EXTRACT —
╭──

# MA Training Council



## tacmedic (Aug 20, 2003)

I am sure this has been asked before, but I couldn't find it. Is it true that the people who work for the training council are civilian?

There is some training I would like to seem them approve, but I understand that they will not approve anything out side of what is currently tought, especially for DT. Any suggestions how to approach approval by the training council? Who to contact first?

Thanks


----------



## Mortal knight (Jun 17, 2003)

your chief of police. they as a group pretty much call the shots.


----------



## texdep (Aug 28, 2003)

In answer to your first question. the majority of staff at the MPTC are civilian. (although a few are former leo's). Some like the director of the Boylston Academy are part-time(reserve) po's.

The vast majority of the instructors are leo or retired leo.

The governing body is the "Actual Committee" which is made up of Chiefs of Police.

What do you mean by "approve". If by that you mean the MPTC will start offering the course it will be a very long road to get a new class on the list as that would mean that they would be funding it and the budget is tight.

If you're just looking for them to put some sort of stamp of approval on a course they don't do that.


----------



## tacmedic (Aug 20, 2003)

I am looking for a stamp of approval. There are so many forms of defensive tactics out there that really work, but some department will not take advantage of them, because there is no approval. So, how do we have them added to the current DT training?


----------



## LenS (Nov 9, 2004)

If you've developed a course and want to get it "approved", MPTC is NOT the place to do this. MPTC will NOT pay someone for their course materials or curriculum (copyright), but they will "steal it" and use it with no compensation to the developer/copyright owner. [I was told this by a very good friend who used to be very high up in MCJTC (when it was called that). I approached him regarding a training course and manual from a nationally known defensive tactics trainer who makes his living training LEOs and civilians (he is "POST" certified in a number of states . . . POST is what many other states call their equivalent of MPTC).]

I also independently confirmed with Chief Ron Glidden that MPTC will not pay for curriculum/training course development. Ron developed some of the approved firearms training courses and was not paid a cent for them. If he teaches a course, they pay him to teach, but that is it.

Practically every year MPTC is asked to provide more training, but the legislature keeps cutting their budget just about every year!


----------



## tacmedic (Aug 20, 2003)

Sounds like you've have already gone through the hoops. I would like them or an academy to just pay the instructor for the time. This course is also POST apporved in many states as well as current'y being introduced to varies branches of the military (military training is not the same as for the LEO's). I have sat in on some DT classes offered at the academies. My biggest concern, weapons retention and "groud fighting". Weapons retention should be a reactive skill, not a thought process. This course has proven to save the lives of various officers through out the nation. As for the "ground fighting", anyone who's been in a scuffle knows that 90% of all fights will end up on the ground. THis dt course is designed to build off the basics and then use them in various aspects and environments. The student doesn't have to learn something new, just another way of applying it.

╰──

Stored items from a collection
╭──

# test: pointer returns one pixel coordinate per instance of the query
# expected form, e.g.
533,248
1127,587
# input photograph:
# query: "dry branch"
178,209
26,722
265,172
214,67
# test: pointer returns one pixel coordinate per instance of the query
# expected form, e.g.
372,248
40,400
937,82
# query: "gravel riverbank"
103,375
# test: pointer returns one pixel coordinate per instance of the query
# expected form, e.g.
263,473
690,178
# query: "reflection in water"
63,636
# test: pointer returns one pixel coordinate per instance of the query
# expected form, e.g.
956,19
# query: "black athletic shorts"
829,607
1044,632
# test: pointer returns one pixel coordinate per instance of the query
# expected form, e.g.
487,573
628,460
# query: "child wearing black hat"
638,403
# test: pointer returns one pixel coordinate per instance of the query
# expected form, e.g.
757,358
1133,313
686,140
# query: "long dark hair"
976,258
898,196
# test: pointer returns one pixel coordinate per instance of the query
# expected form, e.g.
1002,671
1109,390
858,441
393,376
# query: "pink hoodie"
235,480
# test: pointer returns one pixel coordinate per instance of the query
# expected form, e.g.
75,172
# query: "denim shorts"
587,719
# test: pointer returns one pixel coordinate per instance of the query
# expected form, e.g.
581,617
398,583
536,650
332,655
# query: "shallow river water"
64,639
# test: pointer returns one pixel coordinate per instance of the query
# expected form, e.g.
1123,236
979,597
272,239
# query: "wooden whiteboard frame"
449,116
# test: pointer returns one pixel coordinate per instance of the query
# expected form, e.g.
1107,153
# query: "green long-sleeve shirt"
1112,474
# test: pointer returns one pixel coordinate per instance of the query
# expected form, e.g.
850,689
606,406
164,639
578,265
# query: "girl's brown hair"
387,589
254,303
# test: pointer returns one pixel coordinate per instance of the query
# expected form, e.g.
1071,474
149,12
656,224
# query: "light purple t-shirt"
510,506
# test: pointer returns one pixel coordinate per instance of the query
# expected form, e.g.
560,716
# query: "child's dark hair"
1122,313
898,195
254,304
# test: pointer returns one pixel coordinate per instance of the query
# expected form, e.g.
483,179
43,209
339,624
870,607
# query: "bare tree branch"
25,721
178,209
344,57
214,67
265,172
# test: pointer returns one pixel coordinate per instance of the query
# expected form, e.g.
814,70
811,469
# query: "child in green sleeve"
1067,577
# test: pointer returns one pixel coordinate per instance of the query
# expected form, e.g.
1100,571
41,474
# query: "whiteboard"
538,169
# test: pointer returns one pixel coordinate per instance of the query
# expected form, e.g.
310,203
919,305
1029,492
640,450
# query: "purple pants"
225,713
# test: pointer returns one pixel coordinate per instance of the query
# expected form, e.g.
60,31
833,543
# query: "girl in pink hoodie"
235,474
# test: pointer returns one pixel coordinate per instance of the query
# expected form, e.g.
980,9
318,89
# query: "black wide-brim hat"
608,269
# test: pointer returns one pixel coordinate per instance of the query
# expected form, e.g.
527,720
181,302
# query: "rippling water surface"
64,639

╰──
╭──

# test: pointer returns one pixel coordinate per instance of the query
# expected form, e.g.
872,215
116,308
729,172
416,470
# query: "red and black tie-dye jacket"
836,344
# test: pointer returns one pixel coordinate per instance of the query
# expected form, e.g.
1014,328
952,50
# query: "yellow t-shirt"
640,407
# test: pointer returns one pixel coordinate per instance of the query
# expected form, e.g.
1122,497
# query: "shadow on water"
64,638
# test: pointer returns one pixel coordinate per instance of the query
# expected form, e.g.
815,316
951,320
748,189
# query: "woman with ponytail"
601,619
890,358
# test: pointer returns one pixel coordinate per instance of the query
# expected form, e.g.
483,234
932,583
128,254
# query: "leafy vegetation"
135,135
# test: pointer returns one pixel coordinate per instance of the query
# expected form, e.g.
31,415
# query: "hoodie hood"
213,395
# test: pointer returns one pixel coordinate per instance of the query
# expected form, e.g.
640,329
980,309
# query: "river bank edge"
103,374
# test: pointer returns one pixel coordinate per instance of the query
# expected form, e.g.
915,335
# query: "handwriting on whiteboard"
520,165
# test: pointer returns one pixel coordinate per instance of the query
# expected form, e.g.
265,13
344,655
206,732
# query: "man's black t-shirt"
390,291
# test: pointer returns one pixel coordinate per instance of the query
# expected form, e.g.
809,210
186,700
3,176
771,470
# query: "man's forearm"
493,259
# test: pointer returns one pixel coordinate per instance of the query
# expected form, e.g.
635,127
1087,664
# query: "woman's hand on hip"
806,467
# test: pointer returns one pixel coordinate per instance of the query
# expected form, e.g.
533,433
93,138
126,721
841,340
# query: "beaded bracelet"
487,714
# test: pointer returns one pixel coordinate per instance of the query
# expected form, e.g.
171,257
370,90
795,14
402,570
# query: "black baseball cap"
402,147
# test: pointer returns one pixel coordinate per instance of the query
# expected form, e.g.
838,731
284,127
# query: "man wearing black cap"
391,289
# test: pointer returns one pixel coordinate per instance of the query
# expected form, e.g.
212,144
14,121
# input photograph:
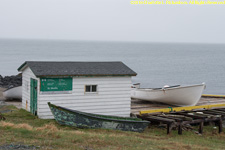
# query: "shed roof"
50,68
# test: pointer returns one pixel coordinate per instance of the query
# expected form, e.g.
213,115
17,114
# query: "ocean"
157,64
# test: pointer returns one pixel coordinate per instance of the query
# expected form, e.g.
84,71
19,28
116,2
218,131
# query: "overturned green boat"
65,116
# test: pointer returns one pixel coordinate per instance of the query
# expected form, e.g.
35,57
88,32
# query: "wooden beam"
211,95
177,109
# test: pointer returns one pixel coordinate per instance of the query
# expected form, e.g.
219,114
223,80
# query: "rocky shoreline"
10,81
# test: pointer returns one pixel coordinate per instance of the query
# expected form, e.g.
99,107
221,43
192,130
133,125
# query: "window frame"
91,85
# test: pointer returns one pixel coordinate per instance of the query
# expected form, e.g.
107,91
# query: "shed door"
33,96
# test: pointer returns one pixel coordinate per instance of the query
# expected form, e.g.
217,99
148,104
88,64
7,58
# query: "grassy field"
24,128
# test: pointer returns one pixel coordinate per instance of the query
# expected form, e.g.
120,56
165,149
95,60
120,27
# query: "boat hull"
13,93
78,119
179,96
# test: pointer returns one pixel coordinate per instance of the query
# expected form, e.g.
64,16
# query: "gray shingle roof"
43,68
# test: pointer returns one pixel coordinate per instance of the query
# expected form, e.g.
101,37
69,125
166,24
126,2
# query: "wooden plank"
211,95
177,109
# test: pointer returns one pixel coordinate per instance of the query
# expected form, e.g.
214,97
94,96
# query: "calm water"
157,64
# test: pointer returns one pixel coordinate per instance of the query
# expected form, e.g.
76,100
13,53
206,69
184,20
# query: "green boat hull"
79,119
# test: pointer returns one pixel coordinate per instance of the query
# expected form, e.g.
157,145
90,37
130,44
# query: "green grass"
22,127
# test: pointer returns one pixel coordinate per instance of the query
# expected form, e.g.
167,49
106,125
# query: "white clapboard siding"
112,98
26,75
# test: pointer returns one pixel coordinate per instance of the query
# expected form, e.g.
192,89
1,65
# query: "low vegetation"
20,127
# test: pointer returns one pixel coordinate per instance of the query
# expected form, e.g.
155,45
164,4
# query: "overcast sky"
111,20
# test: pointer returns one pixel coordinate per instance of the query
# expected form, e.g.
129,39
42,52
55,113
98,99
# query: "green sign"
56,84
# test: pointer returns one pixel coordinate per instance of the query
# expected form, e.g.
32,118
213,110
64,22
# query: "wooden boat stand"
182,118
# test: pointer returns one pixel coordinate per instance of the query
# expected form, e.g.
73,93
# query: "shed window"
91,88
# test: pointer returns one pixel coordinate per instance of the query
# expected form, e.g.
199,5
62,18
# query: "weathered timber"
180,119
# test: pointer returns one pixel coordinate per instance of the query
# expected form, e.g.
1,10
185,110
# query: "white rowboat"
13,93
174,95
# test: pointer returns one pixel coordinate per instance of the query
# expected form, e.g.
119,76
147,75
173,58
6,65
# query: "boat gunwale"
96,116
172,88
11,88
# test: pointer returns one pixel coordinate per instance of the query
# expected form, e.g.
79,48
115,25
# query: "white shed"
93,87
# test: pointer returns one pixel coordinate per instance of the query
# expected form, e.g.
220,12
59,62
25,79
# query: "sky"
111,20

╰──

WHAT YOU WILL DO — Set down, word for word, the part of the training council thread between "I am sure this" and "(Jun 17, 2003)", inclusive.

RESULT OF THIS TASK —
I am sure this has been asked before, but I couldn't find it. Is it true that the people who work for the training council are civilian?

There is some training I would like to seem them approve, but I understand that they will not approve anything out side of what is currently tought, especially for DT. Any suggestions how to approach approval by the training council? Who to contact first?

Thanks


----------



## Mortal knight (Jun 17, 2003)